**SELECTED EXCERPT**
★ ★ ★ ★ ★ ★ ★
Cristiano Ronaldo and the long walk

Manchester United’s starting team appeared first, walking out at Old Trafford shoulder-to-shoulder with its opponent for the evening, Tottenham Hotspur. Then came the substitutes, clutching fluorescent training bibs and bottles of water, followed by two small armies of coaches, assistant coaches and assistants to the coaches.

Only then, once the players had lined up, the replacements had taken their seats and the respective coaching staffs had claimed their territory, did Cristiano Ronaldo emerge, strolling a couple of yards behind midfielder Scott McTominay. It may have been by instinct or it may have been by design, but for that moment the camera was drawn inexorably to him.

Not that it needs much excuse. Four minutes later, as the game was settling into its pattern, there was Ronaldo again, in situ on the substitutes’ bench in the center of the screen. It has become a familiar role for him for much of this season: one of the finest players in the game’s history, reduced to the most important spectator in the stadium.

Strictly speaking, this should not be worthy of note. For much of last season, the first of his second spell at Old Trafford, Ronaldo was the inspiration for and subject of what was – initially, anyway – a moderately compelling debate about the balance between individual attainment and collective success.
★ ★ ★ ★ ★ ★ ★
**THE PROBLEM**
Using the Ronaldo article, explain what the writer cites from last season to support the remark that the situation "should not be worthy of note."

**MATERIAL**
★ ★ ★ ★ ★ ★ ★
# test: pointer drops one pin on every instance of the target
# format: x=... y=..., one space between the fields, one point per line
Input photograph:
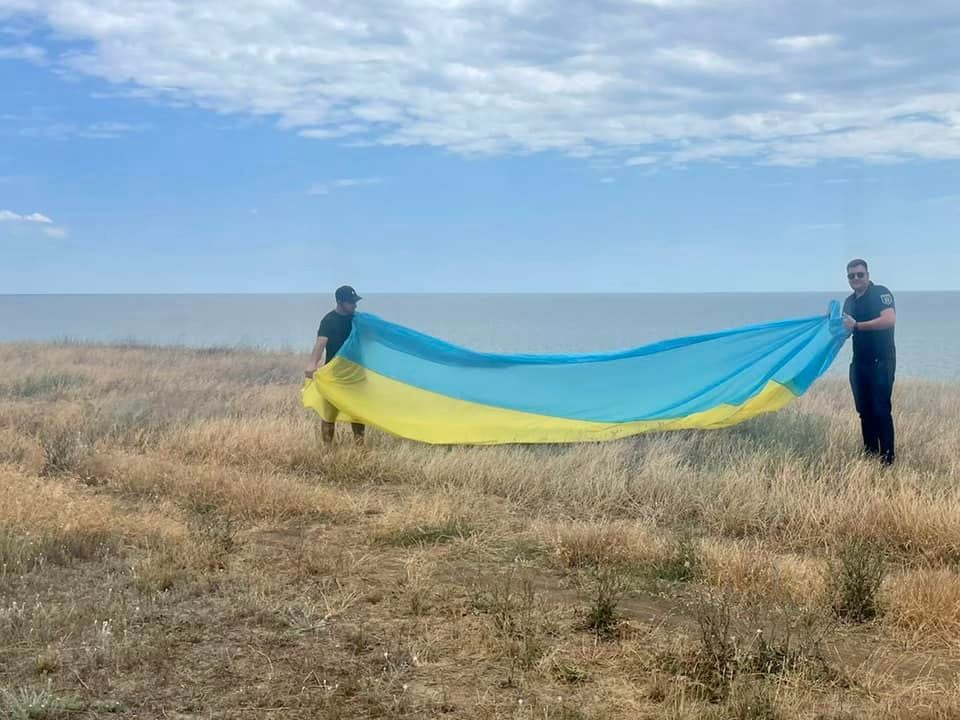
★ ★ ★ ★ ★ ★ ★
**RESPONSE TO THIS TASK**
The writer points out that for much of last season, Ronaldo's first in his second spell at Old Trafford, he was both the inspiration for and the subject of a debate about the balance between individual attainment and collective success. The writer calls that debate moderately compelling, at least at first.